- [Request]:
Return every entry exactly.

- [Excerpted records]:
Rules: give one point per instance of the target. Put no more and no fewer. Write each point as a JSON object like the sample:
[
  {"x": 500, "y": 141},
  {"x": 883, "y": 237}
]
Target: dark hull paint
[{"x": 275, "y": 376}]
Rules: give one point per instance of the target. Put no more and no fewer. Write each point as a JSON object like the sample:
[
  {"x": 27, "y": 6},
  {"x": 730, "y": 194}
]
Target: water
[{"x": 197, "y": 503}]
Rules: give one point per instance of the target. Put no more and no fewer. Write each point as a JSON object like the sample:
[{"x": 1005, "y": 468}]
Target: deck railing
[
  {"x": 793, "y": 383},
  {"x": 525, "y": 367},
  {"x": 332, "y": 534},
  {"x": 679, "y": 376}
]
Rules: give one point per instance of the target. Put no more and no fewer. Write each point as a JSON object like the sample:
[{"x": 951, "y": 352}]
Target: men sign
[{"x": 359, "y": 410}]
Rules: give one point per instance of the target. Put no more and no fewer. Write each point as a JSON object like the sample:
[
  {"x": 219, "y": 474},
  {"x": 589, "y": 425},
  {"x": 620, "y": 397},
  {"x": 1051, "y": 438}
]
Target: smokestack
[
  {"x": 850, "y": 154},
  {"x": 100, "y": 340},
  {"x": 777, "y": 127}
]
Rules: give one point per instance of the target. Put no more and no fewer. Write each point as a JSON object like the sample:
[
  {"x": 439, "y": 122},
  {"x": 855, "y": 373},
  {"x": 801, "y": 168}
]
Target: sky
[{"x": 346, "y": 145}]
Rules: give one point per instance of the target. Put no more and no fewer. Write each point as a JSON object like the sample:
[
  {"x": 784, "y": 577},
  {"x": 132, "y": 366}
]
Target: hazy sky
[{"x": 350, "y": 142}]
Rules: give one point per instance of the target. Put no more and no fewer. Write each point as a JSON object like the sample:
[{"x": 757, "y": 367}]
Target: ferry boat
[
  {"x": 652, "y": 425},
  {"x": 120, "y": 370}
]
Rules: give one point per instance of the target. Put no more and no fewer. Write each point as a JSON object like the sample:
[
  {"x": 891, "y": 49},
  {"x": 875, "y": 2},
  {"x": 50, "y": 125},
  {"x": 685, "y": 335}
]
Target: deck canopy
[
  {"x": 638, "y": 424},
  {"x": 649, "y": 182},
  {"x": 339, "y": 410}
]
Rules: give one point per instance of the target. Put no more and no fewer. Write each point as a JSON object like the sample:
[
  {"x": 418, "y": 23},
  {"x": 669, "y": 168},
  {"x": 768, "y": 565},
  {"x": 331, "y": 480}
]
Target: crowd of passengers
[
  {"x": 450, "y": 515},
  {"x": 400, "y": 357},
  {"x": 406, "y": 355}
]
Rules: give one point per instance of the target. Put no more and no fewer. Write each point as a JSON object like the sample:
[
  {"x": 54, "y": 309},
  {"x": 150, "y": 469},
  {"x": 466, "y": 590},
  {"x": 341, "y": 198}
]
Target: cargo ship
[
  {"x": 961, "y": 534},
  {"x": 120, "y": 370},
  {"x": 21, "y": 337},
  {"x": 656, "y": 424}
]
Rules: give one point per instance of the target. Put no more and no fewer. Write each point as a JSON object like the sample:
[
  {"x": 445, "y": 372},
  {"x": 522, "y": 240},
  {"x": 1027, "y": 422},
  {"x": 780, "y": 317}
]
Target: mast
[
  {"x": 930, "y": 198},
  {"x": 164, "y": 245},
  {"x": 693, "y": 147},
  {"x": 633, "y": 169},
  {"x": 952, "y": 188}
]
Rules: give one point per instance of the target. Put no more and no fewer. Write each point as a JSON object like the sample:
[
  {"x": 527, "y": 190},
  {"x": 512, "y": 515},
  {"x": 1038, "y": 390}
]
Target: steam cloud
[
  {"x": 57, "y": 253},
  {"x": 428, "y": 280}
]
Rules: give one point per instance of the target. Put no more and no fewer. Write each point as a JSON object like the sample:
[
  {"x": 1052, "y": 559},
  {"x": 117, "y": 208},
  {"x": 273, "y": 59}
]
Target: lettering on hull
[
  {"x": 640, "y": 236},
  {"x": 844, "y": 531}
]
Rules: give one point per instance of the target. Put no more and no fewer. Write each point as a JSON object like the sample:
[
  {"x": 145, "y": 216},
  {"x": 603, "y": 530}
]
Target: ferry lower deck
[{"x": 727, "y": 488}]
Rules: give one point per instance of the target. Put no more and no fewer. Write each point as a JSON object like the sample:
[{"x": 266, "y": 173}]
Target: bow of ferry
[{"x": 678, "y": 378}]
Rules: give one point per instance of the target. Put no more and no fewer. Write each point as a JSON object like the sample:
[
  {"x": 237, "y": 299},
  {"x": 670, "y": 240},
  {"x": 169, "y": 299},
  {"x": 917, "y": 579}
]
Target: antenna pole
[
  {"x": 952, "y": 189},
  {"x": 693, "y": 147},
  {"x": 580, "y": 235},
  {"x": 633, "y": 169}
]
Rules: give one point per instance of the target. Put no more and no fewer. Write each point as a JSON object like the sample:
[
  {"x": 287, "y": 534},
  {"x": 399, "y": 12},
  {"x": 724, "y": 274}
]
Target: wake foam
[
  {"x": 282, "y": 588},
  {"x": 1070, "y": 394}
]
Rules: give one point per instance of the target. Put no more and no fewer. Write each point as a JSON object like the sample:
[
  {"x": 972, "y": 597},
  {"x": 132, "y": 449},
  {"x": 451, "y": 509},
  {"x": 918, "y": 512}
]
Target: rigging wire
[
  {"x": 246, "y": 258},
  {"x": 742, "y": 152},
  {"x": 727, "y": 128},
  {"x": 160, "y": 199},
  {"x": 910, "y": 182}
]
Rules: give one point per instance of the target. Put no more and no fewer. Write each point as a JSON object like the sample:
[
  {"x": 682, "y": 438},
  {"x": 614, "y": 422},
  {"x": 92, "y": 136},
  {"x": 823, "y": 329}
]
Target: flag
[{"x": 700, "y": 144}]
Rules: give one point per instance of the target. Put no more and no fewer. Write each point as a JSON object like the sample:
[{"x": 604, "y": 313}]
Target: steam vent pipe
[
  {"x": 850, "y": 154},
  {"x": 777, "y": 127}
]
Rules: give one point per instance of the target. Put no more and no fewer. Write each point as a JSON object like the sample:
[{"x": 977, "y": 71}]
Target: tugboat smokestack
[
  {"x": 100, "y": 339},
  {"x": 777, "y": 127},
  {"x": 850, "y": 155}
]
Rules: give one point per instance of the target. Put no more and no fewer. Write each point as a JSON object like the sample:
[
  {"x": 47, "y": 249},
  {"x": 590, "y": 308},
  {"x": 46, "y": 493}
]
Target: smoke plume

- [Task response]:
Rules: give one point per instance of the target. Put no more and no fewer. Write each point as a JSON object like the sample:
[
  {"x": 500, "y": 141},
  {"x": 883, "y": 237}
]
Target: dark hull paint
[{"x": 275, "y": 376}]
Rules: give one point per instance of the target. Put no more and no fewer. Write each point as a JSON object like the sample:
[
  {"x": 27, "y": 6},
  {"x": 730, "y": 194}
]
Target: water
[{"x": 197, "y": 503}]
Rules: give one point per instance of the target. Put no more and no fewer. Write each point as a JSON object like the sample:
[{"x": 1005, "y": 468}]
Target: deck railing
[
  {"x": 793, "y": 383},
  {"x": 525, "y": 367},
  {"x": 332, "y": 534},
  {"x": 679, "y": 376}
]
Rules: give one point per instance of the target. Put no more and no fewer. Write each point as a JSON object like the sample:
[{"x": 951, "y": 352}]
Target: men sign
[{"x": 359, "y": 410}]
Rules: give one point per instance of the target. Put no more and no fewer. Write each point as a JSON object like the sample:
[
  {"x": 219, "y": 474},
  {"x": 589, "y": 425},
  {"x": 620, "y": 397},
  {"x": 1051, "y": 438}
]
Target: smokestack
[
  {"x": 850, "y": 154},
  {"x": 100, "y": 340},
  {"x": 777, "y": 127}
]
Rules: give one point per instance of the target. Put no more and no fewer. Write each point as a JSON object like the sample:
[
  {"x": 439, "y": 122},
  {"x": 855, "y": 373},
  {"x": 801, "y": 168}
]
Target: sky
[{"x": 346, "y": 145}]
Rules: give one point per instance of the target. Put no more and no fewer. Write each point as a JSON object like the sample:
[
  {"x": 784, "y": 577},
  {"x": 132, "y": 366}
]
Target: hazy sky
[{"x": 350, "y": 142}]
Rules: give one point per instance of the target. Put no more and no fewer. Write each point as a JSON object like the sample:
[{"x": 757, "y": 367}]
Target: ferry boat
[
  {"x": 652, "y": 425},
  {"x": 120, "y": 370}
]
Rules: give one point per instance of the target. Put no more and no fewer. Write each point as a JSON object like the sample:
[
  {"x": 891, "y": 49},
  {"x": 875, "y": 2},
  {"x": 50, "y": 125},
  {"x": 685, "y": 335}
]
Target: deck canopy
[
  {"x": 638, "y": 424},
  {"x": 649, "y": 182},
  {"x": 339, "y": 410}
]
Rules: give one point per instance of the target. Put no more and no fewer. Write each point as a JSON object like the sample:
[
  {"x": 418, "y": 23},
  {"x": 669, "y": 168},
  {"x": 768, "y": 565},
  {"x": 331, "y": 480}
]
Target: crowd of passengers
[
  {"x": 450, "y": 515},
  {"x": 400, "y": 357},
  {"x": 406, "y": 355}
]
Rules: give one point per instance of the target. Put no more and no fewer. Write each point as a JSON object like the sample:
[
  {"x": 54, "y": 309},
  {"x": 150, "y": 469},
  {"x": 466, "y": 590},
  {"x": 341, "y": 198}
]
Target: cargo ship
[
  {"x": 961, "y": 534},
  {"x": 120, "y": 370},
  {"x": 21, "y": 337},
  {"x": 656, "y": 424}
]
Rules: give one point per instance of the target. Put no more and no fewer. Write each point as a JSON object like the sample:
[
  {"x": 445, "y": 372},
  {"x": 522, "y": 240},
  {"x": 1027, "y": 422},
  {"x": 780, "y": 317}
]
Target: mast
[
  {"x": 930, "y": 198},
  {"x": 164, "y": 245},
  {"x": 693, "y": 147},
  {"x": 633, "y": 169},
  {"x": 952, "y": 188}
]
Rules: give one point per instance of the target. Put no more and no fewer. Write each point as a JSON object like the sample:
[
  {"x": 527, "y": 190},
  {"x": 512, "y": 515},
  {"x": 1038, "y": 390}
]
Target: steam cloud
[
  {"x": 57, "y": 253},
  {"x": 428, "y": 280}
]
Rules: give one point per instance of the target. Put no more and no fewer. Write each point as a JSON object like the sample:
[
  {"x": 1052, "y": 559},
  {"x": 117, "y": 208},
  {"x": 273, "y": 59}
]
Target: lettering on hull
[
  {"x": 640, "y": 236},
  {"x": 844, "y": 531}
]
Rules: give one point per instance of the target. Put no more and no fewer. Write each point as a JSON object like the sample:
[
  {"x": 145, "y": 216},
  {"x": 603, "y": 530}
]
Target: ferry lower deck
[{"x": 727, "y": 488}]
Rules: give one point per instance of the target. Put no more and no fewer. Write each point as a JSON object like the sample:
[{"x": 266, "y": 173}]
Target: bow of ferry
[{"x": 678, "y": 378}]
Rules: give one point per instance of the target. Put no more and no fewer. Write each point as a JSON object like the sample:
[
  {"x": 237, "y": 299},
  {"x": 670, "y": 240},
  {"x": 169, "y": 299},
  {"x": 917, "y": 579}
]
Target: antenna pole
[
  {"x": 952, "y": 189},
  {"x": 693, "y": 147},
  {"x": 580, "y": 235},
  {"x": 633, "y": 169}
]
Rules: give one point per instance of the target. Put no more and no fewer. Write each point as a JSON object like the sample:
[
  {"x": 287, "y": 534},
  {"x": 399, "y": 12},
  {"x": 724, "y": 274}
]
Target: wake foam
[
  {"x": 282, "y": 588},
  {"x": 1070, "y": 394}
]
Rules: give one point per instance of the target. Put no more and no fewer. Write each point as a JSON object like the sample:
[
  {"x": 972, "y": 597},
  {"x": 132, "y": 449},
  {"x": 451, "y": 509},
  {"x": 918, "y": 512}
]
Target: rigging wire
[
  {"x": 246, "y": 258},
  {"x": 742, "y": 152},
  {"x": 727, "y": 128},
  {"x": 160, "y": 199},
  {"x": 910, "y": 182}
]
Rules: give one point per instance of the target. Put no more and no fewer. Write each point as a JSON object like the sample:
[
  {"x": 682, "y": 438},
  {"x": 614, "y": 422},
  {"x": 92, "y": 136},
  {"x": 823, "y": 329}
]
Target: flag
[{"x": 700, "y": 144}]
Rules: give one point per instance of the target. Put no more and no fewer. Write each point as a JSON object like the sample:
[{"x": 604, "y": 313}]
Target: steam vent pipe
[
  {"x": 850, "y": 154},
  {"x": 777, "y": 127}
]
Rules: give one point per instance of the target. Put no more and no fewer. Write each point as a JSON object like the sample:
[{"x": 977, "y": 71}]
Target: tugboat smokestack
[
  {"x": 100, "y": 339},
  {"x": 777, "y": 127},
  {"x": 850, "y": 155}
]
Rules: give one point per instance of the target. Put no more and no fewer. Write each point as a JSON object like the sample:
[
  {"x": 47, "y": 249},
  {"x": 590, "y": 308},
  {"x": 46, "y": 493}
]
Target: smoke plume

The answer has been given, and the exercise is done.